━━ Record set

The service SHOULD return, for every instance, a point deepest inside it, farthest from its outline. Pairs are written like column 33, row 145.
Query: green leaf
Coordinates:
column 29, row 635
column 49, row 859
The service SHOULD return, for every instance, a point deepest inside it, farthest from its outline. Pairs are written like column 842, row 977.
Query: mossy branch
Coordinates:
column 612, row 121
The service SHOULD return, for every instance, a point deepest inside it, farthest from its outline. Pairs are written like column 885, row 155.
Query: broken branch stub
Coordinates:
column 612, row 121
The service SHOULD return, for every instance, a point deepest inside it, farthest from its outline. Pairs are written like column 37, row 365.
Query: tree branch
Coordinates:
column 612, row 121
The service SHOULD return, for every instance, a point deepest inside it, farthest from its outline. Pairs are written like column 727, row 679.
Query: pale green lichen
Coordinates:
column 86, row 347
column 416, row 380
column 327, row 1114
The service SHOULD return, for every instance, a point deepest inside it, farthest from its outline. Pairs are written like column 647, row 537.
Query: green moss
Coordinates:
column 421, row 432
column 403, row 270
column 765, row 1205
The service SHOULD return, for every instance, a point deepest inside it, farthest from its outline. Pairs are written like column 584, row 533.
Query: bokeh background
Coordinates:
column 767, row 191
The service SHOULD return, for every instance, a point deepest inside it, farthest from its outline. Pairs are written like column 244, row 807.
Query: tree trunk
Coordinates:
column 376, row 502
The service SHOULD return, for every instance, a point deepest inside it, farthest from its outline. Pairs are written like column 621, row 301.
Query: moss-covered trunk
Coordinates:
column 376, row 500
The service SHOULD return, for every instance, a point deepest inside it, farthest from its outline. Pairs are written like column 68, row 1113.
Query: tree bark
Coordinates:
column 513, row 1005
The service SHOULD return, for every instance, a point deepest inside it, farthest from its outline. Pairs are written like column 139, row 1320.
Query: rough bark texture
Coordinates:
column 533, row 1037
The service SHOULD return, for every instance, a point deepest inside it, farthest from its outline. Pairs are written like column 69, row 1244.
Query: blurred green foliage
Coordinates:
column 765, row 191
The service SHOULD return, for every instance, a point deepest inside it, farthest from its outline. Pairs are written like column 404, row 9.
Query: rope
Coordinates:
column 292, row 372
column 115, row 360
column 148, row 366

━━━━

● What you need to do: Rewrite every line of the listing above as a JSON list of strings, with one string per line and blank lines left out.

● Exercise response:
[
  "The service SHOULD return, for every instance, a point deepest inside it, farthest from its outline. Pairs are written like column 33, row 145.",
  "Query: green leaf",
  "Coordinates:",
  "column 29, row 635",
  "column 49, row 859",
  "The service SHOULD return, for every instance, a point deepest inside it, farthest from its outline. Pairs are written like column 842, row 977.",
  "Query: mossy branch",
  "Coordinates:",
  "column 612, row 121",
  "The service SHOULD return, for every instance, a point deepest inside it, farthest from its outline. Pairs are written like column 885, row 155.",
  "Query: broken branch stub",
  "Coordinates:",
  "column 612, row 121",
  "The service SHOULD return, for every instance, a point deepest inside it, farthest from its outline. Pairs are written like column 37, row 365.",
  "Query: tree branch",
  "Coordinates:",
  "column 612, row 121",
  "The service SHOULD return, for every instance, a point deepest inside it, farthest from its outline. Pairs are written like column 727, row 679.",
  "Query: pale green lichen",
  "Coordinates:",
  "column 86, row 347",
  "column 416, row 380",
  "column 327, row 1114",
  "The service SHOULD return, for every instance, a point deepest inside it, farthest from its outline. Pairs are written like column 647, row 537.",
  "Query: green moss",
  "Coordinates:",
  "column 421, row 432",
  "column 403, row 270",
  "column 765, row 1205",
  "The service SHOULD return, for every instance, a point deepest inside it, farthest from its outline. Pairs are written like column 584, row 533.",
  "Query: bokeh background",
  "Coordinates:",
  "column 767, row 191",
  "The service SHOULD return, for every instance, a point deepest inside it, farthest from its outline. Pairs are written like column 244, row 807.",
  "Query: tree trunk",
  "Coordinates:",
  "column 376, row 502",
  "The service SHOULD return, for every instance, a point deepest inside it, farthest from its outline. Pairs are written like column 621, row 301.",
  "Query: moss-covered trunk",
  "Coordinates:",
  "column 376, row 500",
  "The service SHOULD return, for every instance, a point deepest inside it, farthest from its outline. Pairs are written like column 68, row 1113.",
  "Query: tree bark",
  "Coordinates:",
  "column 513, row 1005",
  "The service SHOULD return, for every instance, a point deepest inside it, farthest from its outline. Pairs are written like column 139, row 1320.",
  "Query: rough bark texture",
  "Coordinates:",
  "column 533, row 1037",
  "The service SHOULD return, for every instance, a point deepest inside it, farthest from its outline. Pairs are written like column 69, row 1244.",
  "Query: blurred green foliage",
  "Coordinates:",
  "column 765, row 191",
  "The service SHOULD return, for every instance, a point deepest inside it, farthest from its outline. Pairs are written like column 404, row 9.",
  "Query: rope",
  "Coordinates:",
  "column 292, row 372",
  "column 115, row 360",
  "column 148, row 366"
]